§ Extract:
Content starts

The Nature Of Anxiety
Anxiety is the body’s natural response to stress, you can experience it at a new job, a new school, or any new or uncomfortable setting. Though anxiety is a natural part of life and it comes and goes, some people experience it daily and with a stronger force that renders them “useless” or unable to live from day to day. Anxiety can be caused by many different factors and can be experienced in many different ways.
Anxiety can be caused by genetic factors, if someone in one’s family (mother, father, grandmother, etc.) has an anxiety disorder they are also most likely to develop one later in the future. One’s environment can also lead to developing an anxiety disorder, like being surrounded in a stressful environment where one is being overworked and they are not getting the rest they need or they are not comfortable in the space. Medical factors can also cause anxiety, like a disease or even one’s medication can cause anxiety. Brain chemistry could also be a factor, psychologists have an idea that anxiety could be an imbalance in hormones and electrical signs in the brain. And lastly, withdrawal from medication or illicit substances can cause anxiety to develop greatly.
Anxiety has many different types of symptoms that change from person to person. These symptoms range from butterflies in your stomach to being out of touch with the world and not feeling in control of your body anymore. The most common symptoms of anxiety are: increased heart rate, rapid breathing, restlessness, trouble concentrating, and difficulty falling asleep. Other than those symptoms, others may also experience somatic symptoms like nausea, diarrhea, and perspiration. Many also experience a fear of dying because of their loss of control towards their bodies. When one is having an anxiety or panic attack it feels like someone is stabbing them in the chest with every breath they take, a storm is following them with every drop of water there comes a negative thought, someone has stolen their identity and has acted differently than who they truly are by “giving blank stares and fidgeting and not having much interesting to say,” and explosions in their brain that leave their memory foggy, leaving them empty of any response.

Content ends

§ Complete the following:
(a) In the passage on the nature of anxiety, which symptoms are named as the most common?
(b) Write the next paragraph of the passage on the nature of anxiety, picking up after its final sentence.

§ Data below:
Content starts

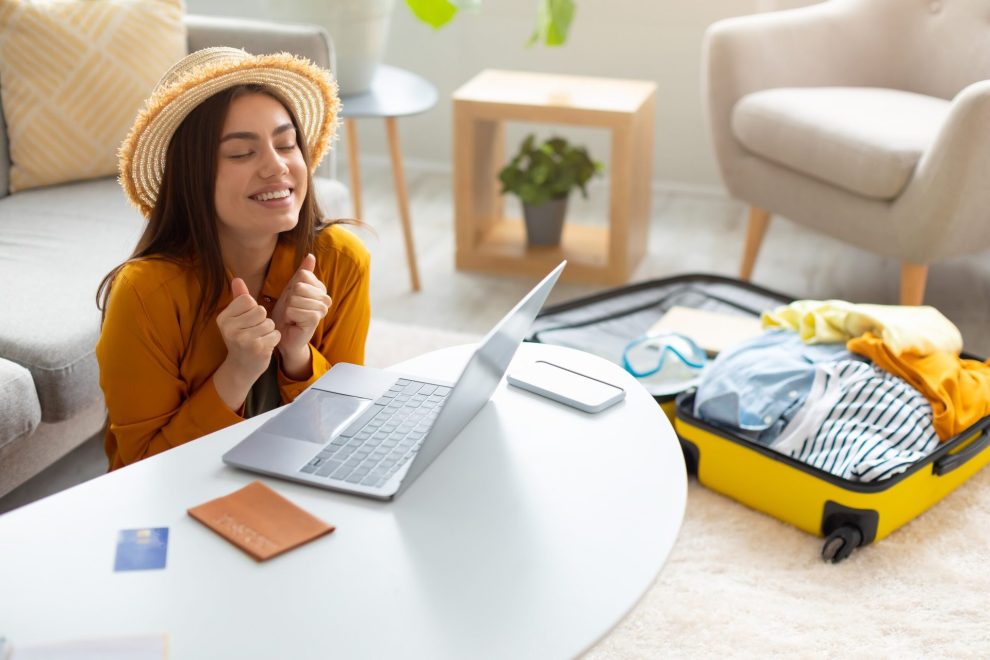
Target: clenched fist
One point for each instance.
(303, 304)
(250, 337)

Content ends

§ Answers for this exercise:
(a) Increased heart rate, rapid breathing, restlessness, trouble concentrating, and difficulty falling asleep.

(b)
Once one is diagnosed with an anxiety disorder, it does not necessarily mean that they have to go through medical treatment, some just need to make changes to their lifestyles that can make a huge difference. In severe cases though, some do need to seek treatment like psychotherapy or even medication. During psychotherapy, they are introduced to a form of psychotherapy called cognitive-behavioral therapy (CBT). With CBT, psychologists assist patients in learning how to cope and manage the factors in their life that contributes to towards their anxiety. “Through the cognitive component of therapy, patients learn to understand how their thoughts contribute to their anxiety symptoms.